-- BEGIN Items --
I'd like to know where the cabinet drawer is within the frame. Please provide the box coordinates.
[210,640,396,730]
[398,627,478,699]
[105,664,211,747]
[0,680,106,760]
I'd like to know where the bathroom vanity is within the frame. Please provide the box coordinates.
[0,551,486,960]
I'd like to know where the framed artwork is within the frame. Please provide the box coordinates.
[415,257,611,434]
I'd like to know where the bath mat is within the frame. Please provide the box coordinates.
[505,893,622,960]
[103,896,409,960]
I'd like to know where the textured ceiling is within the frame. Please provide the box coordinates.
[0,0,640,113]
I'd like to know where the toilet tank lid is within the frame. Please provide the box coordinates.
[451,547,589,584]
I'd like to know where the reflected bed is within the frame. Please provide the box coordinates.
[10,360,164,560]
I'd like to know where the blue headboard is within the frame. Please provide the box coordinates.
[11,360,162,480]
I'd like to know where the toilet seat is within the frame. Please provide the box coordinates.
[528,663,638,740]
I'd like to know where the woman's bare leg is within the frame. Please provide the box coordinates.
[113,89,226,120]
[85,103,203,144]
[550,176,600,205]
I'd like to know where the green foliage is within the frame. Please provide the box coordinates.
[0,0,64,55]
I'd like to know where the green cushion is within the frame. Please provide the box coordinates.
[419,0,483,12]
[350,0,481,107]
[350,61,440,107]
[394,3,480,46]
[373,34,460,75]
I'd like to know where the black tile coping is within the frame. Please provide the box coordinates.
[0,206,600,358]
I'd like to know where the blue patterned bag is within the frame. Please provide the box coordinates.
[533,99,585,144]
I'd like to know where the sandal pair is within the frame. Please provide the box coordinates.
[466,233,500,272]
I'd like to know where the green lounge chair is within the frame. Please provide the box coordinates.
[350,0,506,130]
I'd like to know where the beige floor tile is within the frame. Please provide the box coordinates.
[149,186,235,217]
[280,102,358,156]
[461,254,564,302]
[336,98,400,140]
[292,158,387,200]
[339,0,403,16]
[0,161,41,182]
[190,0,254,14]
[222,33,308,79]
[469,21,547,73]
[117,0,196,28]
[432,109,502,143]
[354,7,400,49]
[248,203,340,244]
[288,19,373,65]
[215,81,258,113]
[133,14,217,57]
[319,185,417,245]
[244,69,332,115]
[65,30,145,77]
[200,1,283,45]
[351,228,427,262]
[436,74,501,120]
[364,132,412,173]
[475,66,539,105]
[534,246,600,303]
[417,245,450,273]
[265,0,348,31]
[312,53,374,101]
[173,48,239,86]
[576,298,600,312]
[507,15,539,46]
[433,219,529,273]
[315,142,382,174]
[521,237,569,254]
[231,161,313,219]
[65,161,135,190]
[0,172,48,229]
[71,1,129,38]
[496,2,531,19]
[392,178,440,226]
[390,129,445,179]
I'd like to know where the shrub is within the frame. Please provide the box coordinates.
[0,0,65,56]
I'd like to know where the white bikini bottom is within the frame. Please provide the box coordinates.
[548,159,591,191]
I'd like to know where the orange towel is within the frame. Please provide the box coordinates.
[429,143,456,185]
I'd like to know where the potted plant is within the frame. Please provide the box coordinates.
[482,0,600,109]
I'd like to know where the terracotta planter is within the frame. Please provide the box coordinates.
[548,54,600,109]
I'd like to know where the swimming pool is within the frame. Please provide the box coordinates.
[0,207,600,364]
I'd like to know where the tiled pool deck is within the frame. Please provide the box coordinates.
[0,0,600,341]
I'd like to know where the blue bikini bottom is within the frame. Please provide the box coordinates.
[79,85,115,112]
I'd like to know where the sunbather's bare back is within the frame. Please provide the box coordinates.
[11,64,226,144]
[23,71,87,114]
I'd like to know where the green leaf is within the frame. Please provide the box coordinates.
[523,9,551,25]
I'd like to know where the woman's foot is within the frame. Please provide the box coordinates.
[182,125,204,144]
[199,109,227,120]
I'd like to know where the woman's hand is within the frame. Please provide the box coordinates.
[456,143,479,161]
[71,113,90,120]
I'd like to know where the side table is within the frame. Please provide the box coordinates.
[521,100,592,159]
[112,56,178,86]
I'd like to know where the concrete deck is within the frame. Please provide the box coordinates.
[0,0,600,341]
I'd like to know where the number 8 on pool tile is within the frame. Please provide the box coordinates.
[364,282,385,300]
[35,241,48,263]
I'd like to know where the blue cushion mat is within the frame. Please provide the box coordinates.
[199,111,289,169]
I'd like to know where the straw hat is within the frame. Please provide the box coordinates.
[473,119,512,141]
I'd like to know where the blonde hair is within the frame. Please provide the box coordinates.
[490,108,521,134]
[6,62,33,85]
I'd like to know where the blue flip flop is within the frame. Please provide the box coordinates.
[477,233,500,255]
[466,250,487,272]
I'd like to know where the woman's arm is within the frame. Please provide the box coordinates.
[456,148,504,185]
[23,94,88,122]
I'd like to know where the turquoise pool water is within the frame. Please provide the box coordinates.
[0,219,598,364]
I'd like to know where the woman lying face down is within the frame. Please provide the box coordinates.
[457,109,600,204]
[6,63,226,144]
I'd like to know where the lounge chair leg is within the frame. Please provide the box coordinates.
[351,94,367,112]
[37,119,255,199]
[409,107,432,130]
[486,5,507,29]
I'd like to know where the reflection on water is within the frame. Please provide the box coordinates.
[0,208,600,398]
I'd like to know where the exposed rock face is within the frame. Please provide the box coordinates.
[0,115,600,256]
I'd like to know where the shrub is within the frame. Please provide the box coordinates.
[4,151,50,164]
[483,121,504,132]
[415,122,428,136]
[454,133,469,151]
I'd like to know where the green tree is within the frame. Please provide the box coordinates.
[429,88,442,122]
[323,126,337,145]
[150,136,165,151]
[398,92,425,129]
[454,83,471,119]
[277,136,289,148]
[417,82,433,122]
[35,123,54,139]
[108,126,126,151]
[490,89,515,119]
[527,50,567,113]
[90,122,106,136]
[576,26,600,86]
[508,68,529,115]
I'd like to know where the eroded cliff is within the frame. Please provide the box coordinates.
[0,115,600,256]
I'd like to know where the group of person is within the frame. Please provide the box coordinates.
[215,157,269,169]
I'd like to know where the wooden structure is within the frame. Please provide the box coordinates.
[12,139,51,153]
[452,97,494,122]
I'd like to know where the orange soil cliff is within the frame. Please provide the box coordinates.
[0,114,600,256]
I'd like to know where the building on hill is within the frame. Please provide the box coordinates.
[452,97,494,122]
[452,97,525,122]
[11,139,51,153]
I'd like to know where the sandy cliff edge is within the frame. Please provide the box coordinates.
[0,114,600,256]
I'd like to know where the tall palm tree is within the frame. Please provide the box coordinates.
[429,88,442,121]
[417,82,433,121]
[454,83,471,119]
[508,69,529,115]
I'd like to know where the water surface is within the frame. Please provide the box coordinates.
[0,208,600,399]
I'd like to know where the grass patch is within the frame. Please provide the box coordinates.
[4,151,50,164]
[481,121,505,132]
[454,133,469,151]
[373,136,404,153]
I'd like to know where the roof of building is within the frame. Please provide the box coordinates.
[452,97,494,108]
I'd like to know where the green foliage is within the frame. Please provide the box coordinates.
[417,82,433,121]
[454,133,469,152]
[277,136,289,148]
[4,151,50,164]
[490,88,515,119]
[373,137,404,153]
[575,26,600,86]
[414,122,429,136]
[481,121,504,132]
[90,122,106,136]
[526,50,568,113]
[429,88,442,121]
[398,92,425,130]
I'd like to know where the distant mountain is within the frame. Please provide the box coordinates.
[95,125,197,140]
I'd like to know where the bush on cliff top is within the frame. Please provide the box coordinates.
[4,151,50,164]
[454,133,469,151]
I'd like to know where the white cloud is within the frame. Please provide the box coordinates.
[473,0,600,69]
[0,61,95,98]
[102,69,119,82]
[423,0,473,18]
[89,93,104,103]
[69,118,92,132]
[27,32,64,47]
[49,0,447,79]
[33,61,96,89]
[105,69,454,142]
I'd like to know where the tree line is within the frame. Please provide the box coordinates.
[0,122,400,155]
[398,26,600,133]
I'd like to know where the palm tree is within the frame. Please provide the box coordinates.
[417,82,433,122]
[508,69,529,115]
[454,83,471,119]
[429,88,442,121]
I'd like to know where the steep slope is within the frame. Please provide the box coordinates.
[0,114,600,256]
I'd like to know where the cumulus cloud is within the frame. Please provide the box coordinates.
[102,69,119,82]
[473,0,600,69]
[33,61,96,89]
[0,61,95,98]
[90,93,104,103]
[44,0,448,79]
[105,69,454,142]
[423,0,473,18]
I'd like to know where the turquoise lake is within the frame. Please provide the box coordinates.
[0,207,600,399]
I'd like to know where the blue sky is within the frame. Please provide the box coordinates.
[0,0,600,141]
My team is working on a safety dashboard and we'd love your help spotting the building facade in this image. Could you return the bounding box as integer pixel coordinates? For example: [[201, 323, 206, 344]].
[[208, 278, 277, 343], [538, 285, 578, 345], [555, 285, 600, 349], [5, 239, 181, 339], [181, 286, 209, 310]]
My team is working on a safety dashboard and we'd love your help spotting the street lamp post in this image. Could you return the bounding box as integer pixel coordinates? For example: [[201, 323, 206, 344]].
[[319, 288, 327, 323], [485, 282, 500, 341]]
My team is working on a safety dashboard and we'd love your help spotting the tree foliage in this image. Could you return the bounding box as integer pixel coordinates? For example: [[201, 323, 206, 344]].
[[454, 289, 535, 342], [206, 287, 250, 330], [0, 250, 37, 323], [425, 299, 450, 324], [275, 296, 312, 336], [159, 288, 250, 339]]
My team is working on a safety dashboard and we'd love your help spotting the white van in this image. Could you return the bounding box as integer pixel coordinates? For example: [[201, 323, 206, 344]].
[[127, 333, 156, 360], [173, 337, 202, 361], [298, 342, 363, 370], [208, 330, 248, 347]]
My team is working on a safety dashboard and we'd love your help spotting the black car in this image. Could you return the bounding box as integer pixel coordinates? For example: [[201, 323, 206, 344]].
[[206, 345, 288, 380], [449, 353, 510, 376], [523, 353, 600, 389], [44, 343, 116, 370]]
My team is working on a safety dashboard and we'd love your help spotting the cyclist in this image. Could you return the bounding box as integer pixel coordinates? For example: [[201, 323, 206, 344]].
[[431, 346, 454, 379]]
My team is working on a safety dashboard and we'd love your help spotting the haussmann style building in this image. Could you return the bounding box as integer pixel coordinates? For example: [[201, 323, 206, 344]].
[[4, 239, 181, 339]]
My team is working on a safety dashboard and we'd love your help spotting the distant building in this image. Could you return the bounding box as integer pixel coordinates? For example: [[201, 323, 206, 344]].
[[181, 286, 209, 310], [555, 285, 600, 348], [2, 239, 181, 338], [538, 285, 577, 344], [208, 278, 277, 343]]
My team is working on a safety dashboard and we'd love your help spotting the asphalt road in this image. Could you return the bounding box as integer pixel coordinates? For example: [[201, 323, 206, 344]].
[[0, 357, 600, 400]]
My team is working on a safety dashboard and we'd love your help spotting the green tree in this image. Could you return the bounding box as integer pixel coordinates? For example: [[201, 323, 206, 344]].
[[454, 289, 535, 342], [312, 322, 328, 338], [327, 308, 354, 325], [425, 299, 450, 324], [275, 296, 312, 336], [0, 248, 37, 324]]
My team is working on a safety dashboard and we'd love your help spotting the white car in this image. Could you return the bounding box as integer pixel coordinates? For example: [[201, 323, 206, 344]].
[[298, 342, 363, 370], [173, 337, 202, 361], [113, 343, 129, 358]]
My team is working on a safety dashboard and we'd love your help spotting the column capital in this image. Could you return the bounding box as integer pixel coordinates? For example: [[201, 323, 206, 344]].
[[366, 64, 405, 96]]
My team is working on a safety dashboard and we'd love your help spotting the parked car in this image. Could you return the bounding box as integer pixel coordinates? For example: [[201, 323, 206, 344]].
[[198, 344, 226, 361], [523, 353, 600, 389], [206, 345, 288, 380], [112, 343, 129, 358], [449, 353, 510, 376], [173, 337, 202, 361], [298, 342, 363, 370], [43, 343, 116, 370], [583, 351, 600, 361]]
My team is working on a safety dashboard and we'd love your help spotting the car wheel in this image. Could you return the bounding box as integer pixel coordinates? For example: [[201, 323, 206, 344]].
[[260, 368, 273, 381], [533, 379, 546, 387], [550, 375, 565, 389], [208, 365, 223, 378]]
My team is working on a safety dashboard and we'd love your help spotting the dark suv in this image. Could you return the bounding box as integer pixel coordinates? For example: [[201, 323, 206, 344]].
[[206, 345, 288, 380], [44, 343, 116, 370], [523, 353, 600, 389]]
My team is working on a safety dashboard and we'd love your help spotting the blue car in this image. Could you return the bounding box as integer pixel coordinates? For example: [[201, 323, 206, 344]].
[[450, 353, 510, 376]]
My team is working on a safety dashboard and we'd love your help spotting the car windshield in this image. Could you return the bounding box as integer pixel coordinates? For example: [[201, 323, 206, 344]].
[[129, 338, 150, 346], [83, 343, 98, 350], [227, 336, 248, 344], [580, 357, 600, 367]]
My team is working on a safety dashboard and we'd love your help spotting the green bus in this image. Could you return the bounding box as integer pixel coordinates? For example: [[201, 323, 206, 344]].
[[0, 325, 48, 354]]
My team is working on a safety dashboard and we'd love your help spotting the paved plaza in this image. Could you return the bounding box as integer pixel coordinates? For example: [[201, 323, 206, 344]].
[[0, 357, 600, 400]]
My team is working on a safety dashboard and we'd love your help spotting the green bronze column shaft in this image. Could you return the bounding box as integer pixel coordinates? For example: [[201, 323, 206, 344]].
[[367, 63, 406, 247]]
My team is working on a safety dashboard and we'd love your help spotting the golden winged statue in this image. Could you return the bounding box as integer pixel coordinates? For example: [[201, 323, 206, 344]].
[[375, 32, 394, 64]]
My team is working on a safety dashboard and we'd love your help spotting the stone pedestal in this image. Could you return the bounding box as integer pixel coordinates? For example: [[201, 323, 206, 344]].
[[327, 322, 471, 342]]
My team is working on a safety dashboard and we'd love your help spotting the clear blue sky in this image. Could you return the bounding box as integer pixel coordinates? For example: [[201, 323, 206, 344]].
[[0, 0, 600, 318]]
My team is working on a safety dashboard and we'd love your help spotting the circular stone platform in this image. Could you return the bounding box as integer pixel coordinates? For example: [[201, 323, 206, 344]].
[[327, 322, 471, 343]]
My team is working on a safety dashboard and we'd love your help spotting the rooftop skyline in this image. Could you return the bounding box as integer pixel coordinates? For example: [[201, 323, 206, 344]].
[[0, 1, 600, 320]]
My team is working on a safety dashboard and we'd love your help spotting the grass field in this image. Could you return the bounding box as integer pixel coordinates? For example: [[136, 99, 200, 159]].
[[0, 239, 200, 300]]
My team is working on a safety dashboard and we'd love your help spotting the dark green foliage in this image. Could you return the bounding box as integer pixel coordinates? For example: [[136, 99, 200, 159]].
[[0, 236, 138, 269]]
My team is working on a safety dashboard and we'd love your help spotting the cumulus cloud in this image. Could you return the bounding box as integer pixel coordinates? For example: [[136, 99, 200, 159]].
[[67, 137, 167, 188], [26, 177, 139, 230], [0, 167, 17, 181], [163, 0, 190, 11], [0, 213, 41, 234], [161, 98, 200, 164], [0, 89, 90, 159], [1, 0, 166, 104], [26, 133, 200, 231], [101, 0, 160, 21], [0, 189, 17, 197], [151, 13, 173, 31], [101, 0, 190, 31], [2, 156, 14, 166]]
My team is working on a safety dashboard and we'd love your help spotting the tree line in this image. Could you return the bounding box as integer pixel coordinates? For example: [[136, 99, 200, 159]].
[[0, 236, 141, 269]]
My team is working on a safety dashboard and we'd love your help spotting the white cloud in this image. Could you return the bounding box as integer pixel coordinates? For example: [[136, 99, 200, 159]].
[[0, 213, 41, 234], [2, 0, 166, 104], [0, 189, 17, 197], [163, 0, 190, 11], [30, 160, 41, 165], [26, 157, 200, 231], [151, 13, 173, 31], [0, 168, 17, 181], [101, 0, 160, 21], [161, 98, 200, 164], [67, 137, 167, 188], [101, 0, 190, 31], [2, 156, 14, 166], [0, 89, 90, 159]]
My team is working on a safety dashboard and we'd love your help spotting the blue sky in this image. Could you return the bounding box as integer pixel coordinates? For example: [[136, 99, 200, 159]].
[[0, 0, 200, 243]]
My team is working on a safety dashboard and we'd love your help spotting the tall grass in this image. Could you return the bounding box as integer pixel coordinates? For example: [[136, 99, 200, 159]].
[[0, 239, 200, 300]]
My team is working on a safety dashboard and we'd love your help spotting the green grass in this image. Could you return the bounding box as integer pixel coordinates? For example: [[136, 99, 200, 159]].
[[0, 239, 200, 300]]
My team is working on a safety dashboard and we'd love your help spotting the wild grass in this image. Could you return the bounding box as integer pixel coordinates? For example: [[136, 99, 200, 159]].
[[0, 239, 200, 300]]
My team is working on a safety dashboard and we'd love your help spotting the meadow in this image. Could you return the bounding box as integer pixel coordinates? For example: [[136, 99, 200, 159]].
-- END Items --
Aim:
Please reproduce the lines of the listing between the one holding "green tree in" and the one holding "365, 223, 378]]", inclusive, adding 50 to every bounding box coordinate in the answers.

Output below:
My team is working on a safety dashboard and we'd love your help spotting the green tree in this image. Could you return the bounding box as integer pixel coordinates? For example: [[201, 323, 206, 344]].
[[504, 339, 585, 392], [362, 372, 378, 388], [377, 358, 404, 375], [475, 349, 500, 374], [325, 346, 362, 386], [50, 298, 87, 374]]
My team is working on a safety dashboard and we'd love your help spotting the white car in this image. Could you return the bounding box as integer pixel coordinates? For example: [[201, 323, 206, 344]].
[[348, 392, 413, 420], [223, 387, 252, 411], [163, 393, 179, 408]]
My team is working on a safety dashboard and we'd love your help spotting the column capital in this image. Could you return the bounding box as integer pixel coordinates? For example: [[201, 323, 206, 344]].
[[416, 114, 455, 146]]
My team is working on a safety dashboard and we'd love your help spotting the parked car in this image. Could you return the bounding box as integer pixel coordinates? For example: [[201, 323, 206, 344]].
[[248, 394, 276, 411], [573, 403, 650, 439], [256, 395, 338, 430], [162, 393, 179, 408], [499, 403, 560, 426], [223, 387, 252, 411], [348, 392, 413, 420], [93, 393, 166, 420], [633, 401, 650, 411]]
My team is working on a safety dashboard and we'd love your help spotting the car wheel in this image. Could you return the bounding box as integer pixel coordinates? For example: [[201, 323, 206, 344]].
[[310, 418, 323, 431], [583, 429, 596, 437], [600, 425, 615, 439], [258, 415, 273, 428]]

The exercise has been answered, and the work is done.